**Data to process**
-- Opening Marker --
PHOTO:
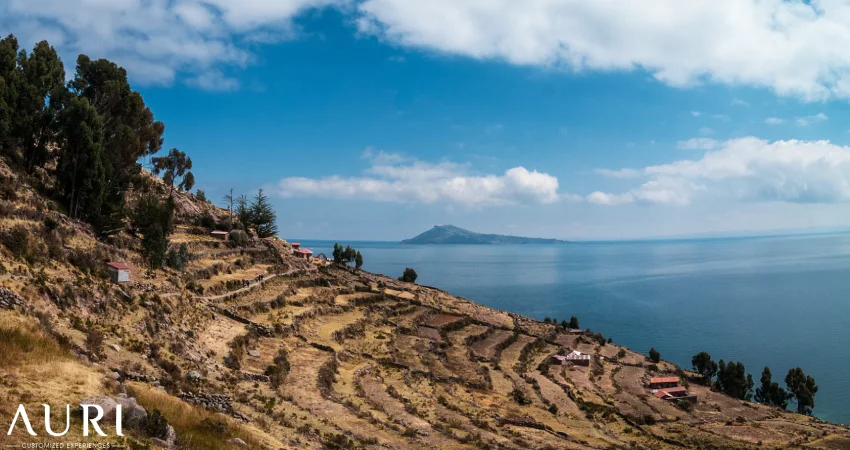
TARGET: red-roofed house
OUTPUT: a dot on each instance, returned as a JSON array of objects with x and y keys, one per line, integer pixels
[
  {"x": 663, "y": 382},
  {"x": 303, "y": 253},
  {"x": 119, "y": 272}
]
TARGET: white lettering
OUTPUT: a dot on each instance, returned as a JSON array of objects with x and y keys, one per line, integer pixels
[
  {"x": 23, "y": 413},
  {"x": 94, "y": 421},
  {"x": 47, "y": 420}
]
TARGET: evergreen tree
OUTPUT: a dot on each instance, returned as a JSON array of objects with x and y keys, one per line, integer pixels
[
  {"x": 803, "y": 389},
  {"x": 770, "y": 393},
  {"x": 130, "y": 132},
  {"x": 262, "y": 216},
  {"x": 154, "y": 220},
  {"x": 703, "y": 365},
  {"x": 654, "y": 356},
  {"x": 80, "y": 173},
  {"x": 175, "y": 165}
]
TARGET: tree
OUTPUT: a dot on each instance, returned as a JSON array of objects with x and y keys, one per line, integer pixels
[
  {"x": 154, "y": 220},
  {"x": 175, "y": 165},
  {"x": 770, "y": 393},
  {"x": 129, "y": 129},
  {"x": 803, "y": 389},
  {"x": 262, "y": 216},
  {"x": 228, "y": 200},
  {"x": 703, "y": 365},
  {"x": 654, "y": 356},
  {"x": 243, "y": 212},
  {"x": 39, "y": 90},
  {"x": 80, "y": 173},
  {"x": 358, "y": 261},
  {"x": 734, "y": 381},
  {"x": 408, "y": 276}
]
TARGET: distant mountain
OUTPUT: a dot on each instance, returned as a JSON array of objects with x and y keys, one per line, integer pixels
[{"x": 450, "y": 234}]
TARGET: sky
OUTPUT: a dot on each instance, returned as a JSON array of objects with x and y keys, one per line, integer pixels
[{"x": 574, "y": 119}]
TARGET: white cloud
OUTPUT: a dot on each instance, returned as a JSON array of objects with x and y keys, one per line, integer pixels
[
  {"x": 808, "y": 120},
  {"x": 157, "y": 41},
  {"x": 424, "y": 182},
  {"x": 790, "y": 46},
  {"x": 697, "y": 144},
  {"x": 794, "y": 47},
  {"x": 747, "y": 169}
]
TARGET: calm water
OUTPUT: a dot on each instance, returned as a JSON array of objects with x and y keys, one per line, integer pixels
[{"x": 778, "y": 301}]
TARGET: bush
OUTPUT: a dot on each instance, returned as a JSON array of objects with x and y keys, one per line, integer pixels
[
  {"x": 408, "y": 276},
  {"x": 239, "y": 237}
]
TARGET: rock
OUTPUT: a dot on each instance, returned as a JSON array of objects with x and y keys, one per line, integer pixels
[
  {"x": 157, "y": 442},
  {"x": 236, "y": 442},
  {"x": 193, "y": 376},
  {"x": 135, "y": 417},
  {"x": 105, "y": 402}
]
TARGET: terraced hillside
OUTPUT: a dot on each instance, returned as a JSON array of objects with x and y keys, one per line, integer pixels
[{"x": 318, "y": 356}]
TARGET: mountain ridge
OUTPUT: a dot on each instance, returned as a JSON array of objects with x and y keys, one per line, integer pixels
[{"x": 450, "y": 234}]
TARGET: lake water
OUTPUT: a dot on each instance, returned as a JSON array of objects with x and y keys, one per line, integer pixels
[{"x": 776, "y": 301}]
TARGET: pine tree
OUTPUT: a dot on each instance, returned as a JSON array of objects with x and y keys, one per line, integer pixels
[{"x": 263, "y": 216}]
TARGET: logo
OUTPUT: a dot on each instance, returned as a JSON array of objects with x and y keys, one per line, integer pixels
[{"x": 89, "y": 423}]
-- Closing Marker --
**Aim of the exercise**
An exact, word-for-word version of the material is required, free of pictures.

**Response to this task**
PHOTO:
TARGET: red-roofed house
OUTPUT: a dot on each instance, returned as a JSON array of objects with x and y keys, one per line, integer pixels
[
  {"x": 663, "y": 382},
  {"x": 303, "y": 253},
  {"x": 119, "y": 272}
]
TARGET: white lettering
OUTPUT: a dot on each instance, returned as a JSON array of objects with x and y keys, one per line, integer pixels
[
  {"x": 23, "y": 413},
  {"x": 94, "y": 421},
  {"x": 47, "y": 420}
]
TARGET: evergreen tree
OUTPUT: a dot on each instance, returned as a JSON array of objects with x and y keys, one per line, integer pixels
[
  {"x": 803, "y": 389},
  {"x": 770, "y": 393},
  {"x": 130, "y": 132},
  {"x": 262, "y": 216},
  {"x": 154, "y": 220},
  {"x": 703, "y": 365},
  {"x": 654, "y": 356},
  {"x": 80, "y": 173},
  {"x": 175, "y": 165}
]
TARGET: tree
OUTPUT: a dot on each instance, returned as a JSON array of objects with x and y keys, one per line, integer pixels
[
  {"x": 154, "y": 220},
  {"x": 175, "y": 165},
  {"x": 770, "y": 393},
  {"x": 129, "y": 129},
  {"x": 803, "y": 389},
  {"x": 262, "y": 216},
  {"x": 228, "y": 200},
  {"x": 703, "y": 365},
  {"x": 654, "y": 356},
  {"x": 243, "y": 212},
  {"x": 39, "y": 90},
  {"x": 80, "y": 173},
  {"x": 358, "y": 261},
  {"x": 734, "y": 381},
  {"x": 408, "y": 276}
]
TARGET: distant mountain
OUTPUT: a dot on each instance, returned as a JSON array of objects with x and y keys, one per line, integer pixels
[{"x": 450, "y": 234}]
TARGET: sky
OUTPUT: a dot on each instance, returned as a JSON array of objects with x and y keys, one per line, integer pixels
[{"x": 574, "y": 119}]
TARGET: white cloud
OUTPUT: a dot on each instance, returned as a JSON array of objects with x and y keys, one per line, integer pixels
[
  {"x": 808, "y": 120},
  {"x": 157, "y": 41},
  {"x": 424, "y": 182},
  {"x": 790, "y": 46},
  {"x": 697, "y": 144},
  {"x": 794, "y": 47},
  {"x": 747, "y": 169}
]
TARGET: calm water
OUTPUT: a dot on each instance, returned as a JSON array of objects with x and y keys, one per line, integer pixels
[{"x": 778, "y": 301}]
TARGET: bush
OUTPUT: a dot on each instance, returned as a JSON array of objects with x and y keys, one per line, integer pixels
[
  {"x": 408, "y": 276},
  {"x": 239, "y": 237}
]
TARGET: rock
OUTPUT: a dot on each instance, returned as a JSON array of objects with x and y keys, one per line, integer pixels
[
  {"x": 157, "y": 442},
  {"x": 236, "y": 442},
  {"x": 193, "y": 376},
  {"x": 135, "y": 417},
  {"x": 105, "y": 402}
]
TARGET: terraced hillside
OUTPUT: a dot on each instance, returned as a JSON array of objects with x and y keys, one per line, integer pixels
[{"x": 318, "y": 356}]
TARGET: mountain ridge
OUTPUT: a dot on each instance, returned as a JSON array of objects with x and y keys, one per line, integer pixels
[{"x": 450, "y": 234}]
TARGET: lake water
OUTPUT: a dot on each instance, returned as a JSON array of objects with x and y keys, one per line, integer pixels
[{"x": 776, "y": 301}]
TARGET: pine tree
OUTPUT: a dot on each instance, returned as a JSON array of objects with x and y keys, one per line, integer pixels
[{"x": 263, "y": 216}]
TARGET: logo
OUTPUT: a dot on each instance, returned as a JSON array of objects with x and y keys, one per line, integer pixels
[{"x": 89, "y": 423}]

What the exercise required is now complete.